◆ **EXERCISE DESCRIPTION**
Locate each line of the records below that contains the word "flap", matching case exactly, and copy those lines.

◆ **Records of named-object pointing**

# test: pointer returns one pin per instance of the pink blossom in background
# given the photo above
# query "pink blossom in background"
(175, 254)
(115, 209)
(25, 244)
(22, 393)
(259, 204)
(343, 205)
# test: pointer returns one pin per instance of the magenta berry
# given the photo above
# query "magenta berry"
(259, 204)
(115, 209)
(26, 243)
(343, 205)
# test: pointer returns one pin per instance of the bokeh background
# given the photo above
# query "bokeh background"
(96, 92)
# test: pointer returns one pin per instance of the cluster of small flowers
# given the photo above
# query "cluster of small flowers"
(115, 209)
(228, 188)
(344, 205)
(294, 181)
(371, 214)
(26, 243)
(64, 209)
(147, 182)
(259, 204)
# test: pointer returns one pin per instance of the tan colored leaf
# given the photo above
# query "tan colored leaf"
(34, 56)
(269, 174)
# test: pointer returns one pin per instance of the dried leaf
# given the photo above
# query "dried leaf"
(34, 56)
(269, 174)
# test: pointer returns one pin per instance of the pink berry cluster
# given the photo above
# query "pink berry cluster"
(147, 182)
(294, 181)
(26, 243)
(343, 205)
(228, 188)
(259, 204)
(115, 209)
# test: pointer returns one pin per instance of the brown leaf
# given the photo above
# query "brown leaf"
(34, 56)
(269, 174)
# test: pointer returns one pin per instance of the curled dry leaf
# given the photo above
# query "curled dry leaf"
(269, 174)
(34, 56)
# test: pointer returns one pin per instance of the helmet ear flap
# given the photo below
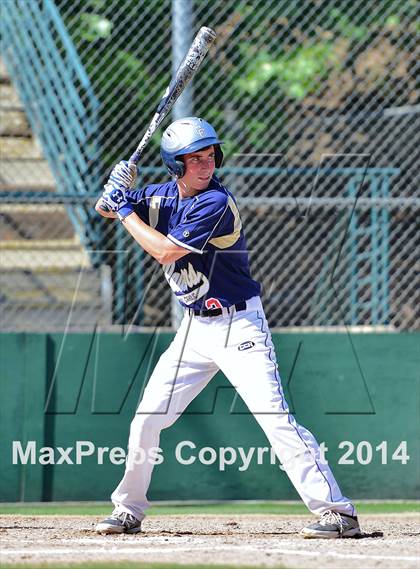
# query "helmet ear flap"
(218, 156)
(180, 167)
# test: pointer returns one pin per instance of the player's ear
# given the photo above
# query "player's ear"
(180, 166)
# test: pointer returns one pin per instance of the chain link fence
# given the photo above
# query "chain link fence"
(317, 104)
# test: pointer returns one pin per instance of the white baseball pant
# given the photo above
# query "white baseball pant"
(200, 348)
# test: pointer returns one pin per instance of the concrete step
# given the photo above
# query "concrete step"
(34, 222)
(40, 260)
(51, 299)
(21, 171)
(4, 74)
(9, 96)
(15, 147)
(14, 123)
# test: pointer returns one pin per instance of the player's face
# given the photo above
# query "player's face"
(199, 168)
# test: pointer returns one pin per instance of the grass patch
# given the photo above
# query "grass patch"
(230, 508)
(129, 565)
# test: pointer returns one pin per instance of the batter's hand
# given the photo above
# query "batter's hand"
(104, 210)
(124, 174)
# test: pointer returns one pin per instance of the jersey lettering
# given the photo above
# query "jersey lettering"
(188, 284)
(212, 303)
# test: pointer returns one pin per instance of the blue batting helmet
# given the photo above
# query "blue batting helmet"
(185, 136)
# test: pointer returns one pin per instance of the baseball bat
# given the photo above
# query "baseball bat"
(186, 70)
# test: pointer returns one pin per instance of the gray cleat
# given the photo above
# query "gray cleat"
(333, 525)
(119, 522)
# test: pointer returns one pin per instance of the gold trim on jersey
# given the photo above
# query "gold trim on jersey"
(154, 208)
(226, 241)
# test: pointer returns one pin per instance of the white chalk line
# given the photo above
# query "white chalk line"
(147, 550)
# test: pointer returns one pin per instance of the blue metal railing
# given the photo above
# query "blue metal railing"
(58, 98)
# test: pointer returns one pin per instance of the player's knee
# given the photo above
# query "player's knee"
(143, 422)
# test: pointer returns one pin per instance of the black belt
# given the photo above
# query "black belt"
(218, 311)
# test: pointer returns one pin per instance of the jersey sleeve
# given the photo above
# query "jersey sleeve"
(200, 223)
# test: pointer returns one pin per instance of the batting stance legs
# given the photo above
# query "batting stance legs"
(209, 344)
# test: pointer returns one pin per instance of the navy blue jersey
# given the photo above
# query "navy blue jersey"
(216, 272)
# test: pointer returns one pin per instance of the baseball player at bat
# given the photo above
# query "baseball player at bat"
(192, 226)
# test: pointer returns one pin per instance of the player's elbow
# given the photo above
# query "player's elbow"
(170, 253)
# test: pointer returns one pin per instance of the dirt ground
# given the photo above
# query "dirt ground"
(389, 541)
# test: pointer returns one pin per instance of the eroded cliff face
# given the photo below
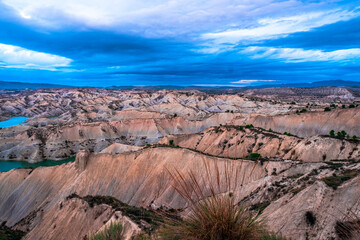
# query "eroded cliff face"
(65, 121)
(123, 150)
(239, 142)
(141, 179)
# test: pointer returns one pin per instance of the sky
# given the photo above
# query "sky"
(179, 42)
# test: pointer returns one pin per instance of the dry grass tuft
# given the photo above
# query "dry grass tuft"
(213, 212)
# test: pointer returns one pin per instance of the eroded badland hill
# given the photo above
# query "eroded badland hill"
(280, 141)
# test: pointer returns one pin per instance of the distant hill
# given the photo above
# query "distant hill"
(210, 89)
(331, 83)
(19, 85)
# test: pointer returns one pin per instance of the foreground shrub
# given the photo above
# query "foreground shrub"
(213, 212)
(112, 232)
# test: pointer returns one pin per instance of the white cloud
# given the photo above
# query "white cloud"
(154, 17)
(272, 28)
(252, 81)
(301, 55)
(18, 57)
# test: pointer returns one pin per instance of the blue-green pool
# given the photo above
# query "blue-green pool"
(8, 165)
(13, 122)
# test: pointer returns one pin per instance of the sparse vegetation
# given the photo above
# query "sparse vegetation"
(253, 156)
(112, 232)
(348, 229)
(332, 133)
(310, 218)
(213, 215)
(7, 233)
(335, 181)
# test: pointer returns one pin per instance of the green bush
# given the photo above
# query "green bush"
(332, 133)
(336, 180)
(113, 232)
(7, 233)
(253, 156)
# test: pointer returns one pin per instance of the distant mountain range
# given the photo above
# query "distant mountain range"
(19, 85)
(331, 83)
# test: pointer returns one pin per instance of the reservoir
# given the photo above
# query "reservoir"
(13, 122)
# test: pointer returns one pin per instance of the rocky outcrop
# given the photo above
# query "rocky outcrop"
(141, 179)
(307, 124)
(239, 142)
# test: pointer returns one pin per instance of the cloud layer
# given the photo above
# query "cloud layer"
(212, 42)
(301, 55)
(17, 57)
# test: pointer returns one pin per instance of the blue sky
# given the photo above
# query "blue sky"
(179, 42)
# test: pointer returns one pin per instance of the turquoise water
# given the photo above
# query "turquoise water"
(8, 165)
(13, 122)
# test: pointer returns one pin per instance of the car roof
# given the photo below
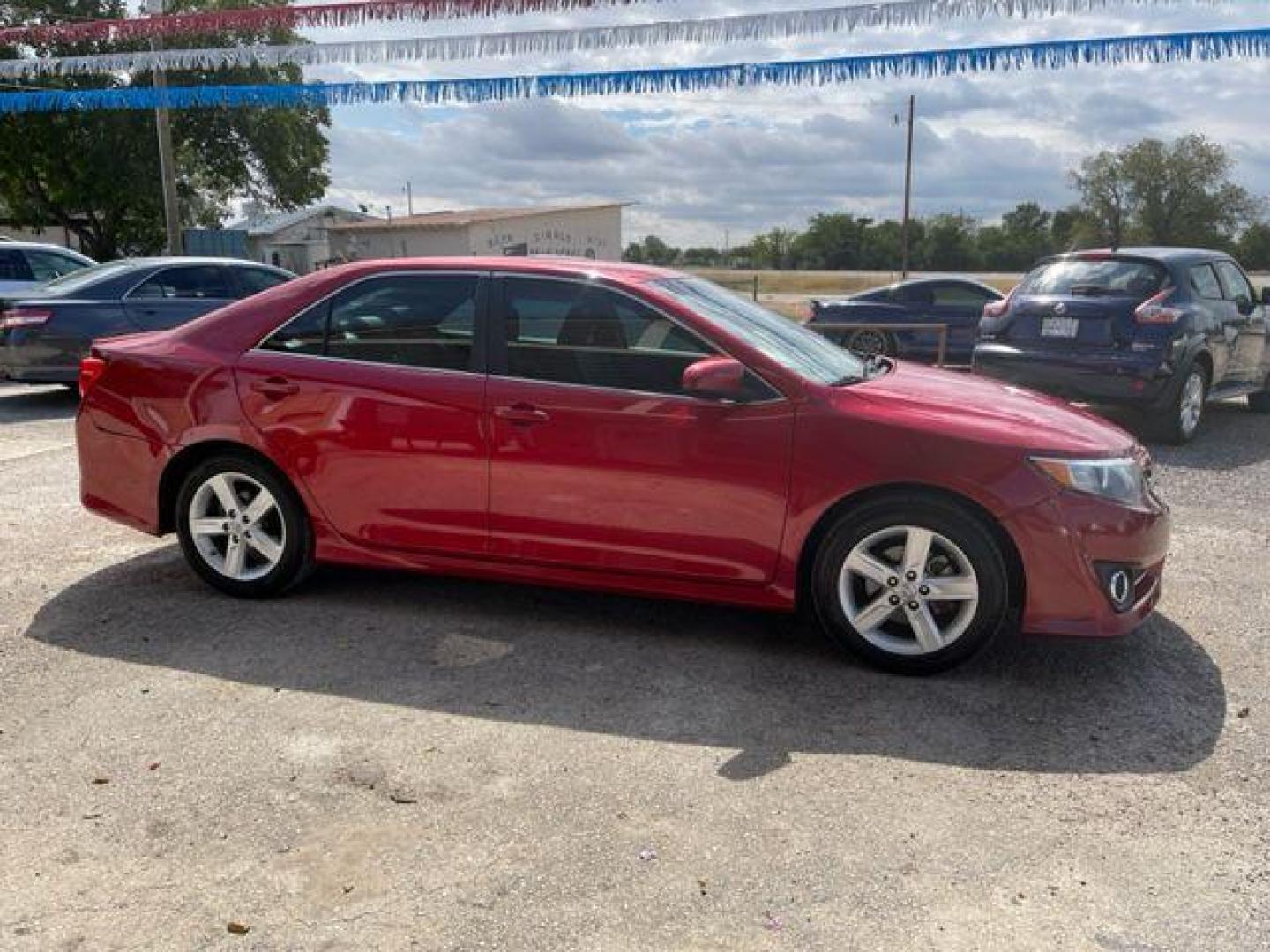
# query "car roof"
(526, 264)
(155, 260)
(41, 247)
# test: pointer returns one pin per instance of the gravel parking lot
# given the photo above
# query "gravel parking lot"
(389, 761)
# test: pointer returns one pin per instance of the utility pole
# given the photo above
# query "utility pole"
(167, 164)
(908, 190)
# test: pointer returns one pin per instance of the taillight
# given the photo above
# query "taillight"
(1154, 310)
(23, 317)
(90, 372)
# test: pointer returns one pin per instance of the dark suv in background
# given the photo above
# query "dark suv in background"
(1160, 329)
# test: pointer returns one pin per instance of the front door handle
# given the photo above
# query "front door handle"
(276, 387)
(522, 414)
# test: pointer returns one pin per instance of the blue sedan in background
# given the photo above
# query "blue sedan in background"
(28, 264)
(957, 302)
(43, 333)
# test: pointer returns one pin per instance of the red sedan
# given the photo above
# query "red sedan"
(623, 428)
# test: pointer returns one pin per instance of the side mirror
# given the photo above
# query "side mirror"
(721, 377)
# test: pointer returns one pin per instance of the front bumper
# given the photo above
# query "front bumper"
(1065, 539)
(1096, 377)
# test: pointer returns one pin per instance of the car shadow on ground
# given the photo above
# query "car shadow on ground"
(758, 683)
(23, 404)
(1229, 437)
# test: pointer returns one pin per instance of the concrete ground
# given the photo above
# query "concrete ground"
(403, 762)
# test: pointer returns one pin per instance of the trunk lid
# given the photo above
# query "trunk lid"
(1079, 302)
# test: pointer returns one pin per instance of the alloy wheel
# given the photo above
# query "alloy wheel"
(1191, 406)
(869, 343)
(236, 525)
(908, 591)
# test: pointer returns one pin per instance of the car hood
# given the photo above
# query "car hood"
(970, 407)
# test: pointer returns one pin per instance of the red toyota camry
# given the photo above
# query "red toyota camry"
(625, 428)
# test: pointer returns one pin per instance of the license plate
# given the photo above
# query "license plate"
(1059, 326)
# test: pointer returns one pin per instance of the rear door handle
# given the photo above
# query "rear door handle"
(522, 414)
(276, 387)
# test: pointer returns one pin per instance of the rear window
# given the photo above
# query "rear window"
(1102, 277)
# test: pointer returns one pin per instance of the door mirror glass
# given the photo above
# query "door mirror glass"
(721, 377)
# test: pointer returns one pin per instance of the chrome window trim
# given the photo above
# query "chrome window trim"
(369, 363)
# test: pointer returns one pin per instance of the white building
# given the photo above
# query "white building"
(299, 242)
(582, 230)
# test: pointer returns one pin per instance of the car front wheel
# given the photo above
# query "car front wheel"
(871, 343)
(914, 585)
(242, 527)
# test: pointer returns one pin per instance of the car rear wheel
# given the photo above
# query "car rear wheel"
(871, 343)
(909, 584)
(1180, 421)
(242, 527)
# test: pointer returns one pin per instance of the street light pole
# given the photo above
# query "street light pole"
(167, 164)
(908, 190)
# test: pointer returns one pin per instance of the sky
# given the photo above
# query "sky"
(715, 167)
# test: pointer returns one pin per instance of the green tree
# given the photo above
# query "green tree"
(1161, 193)
(1104, 196)
(832, 242)
(97, 173)
(1072, 230)
(652, 250)
(773, 249)
(701, 257)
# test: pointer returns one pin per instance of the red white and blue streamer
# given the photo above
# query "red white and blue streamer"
(553, 42)
(888, 13)
(1203, 46)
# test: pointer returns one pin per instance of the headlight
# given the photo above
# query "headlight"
(1119, 480)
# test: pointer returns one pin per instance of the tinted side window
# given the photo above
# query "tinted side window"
(412, 320)
(961, 296)
(303, 334)
(199, 282)
(46, 265)
(1235, 283)
(13, 265)
(915, 294)
(1204, 282)
(574, 333)
(253, 280)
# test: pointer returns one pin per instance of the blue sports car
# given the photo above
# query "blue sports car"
(957, 302)
(43, 333)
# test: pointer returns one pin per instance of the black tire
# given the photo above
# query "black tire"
(870, 343)
(958, 524)
(1172, 426)
(291, 522)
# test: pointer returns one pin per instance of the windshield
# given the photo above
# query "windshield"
(790, 344)
(88, 276)
(1120, 277)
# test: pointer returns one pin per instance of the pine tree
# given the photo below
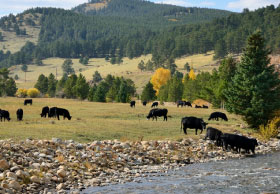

◆ **OUTPUT**
# test: pointer returns one pin per instance of the helmet ear flap
# query "helmet ear flap"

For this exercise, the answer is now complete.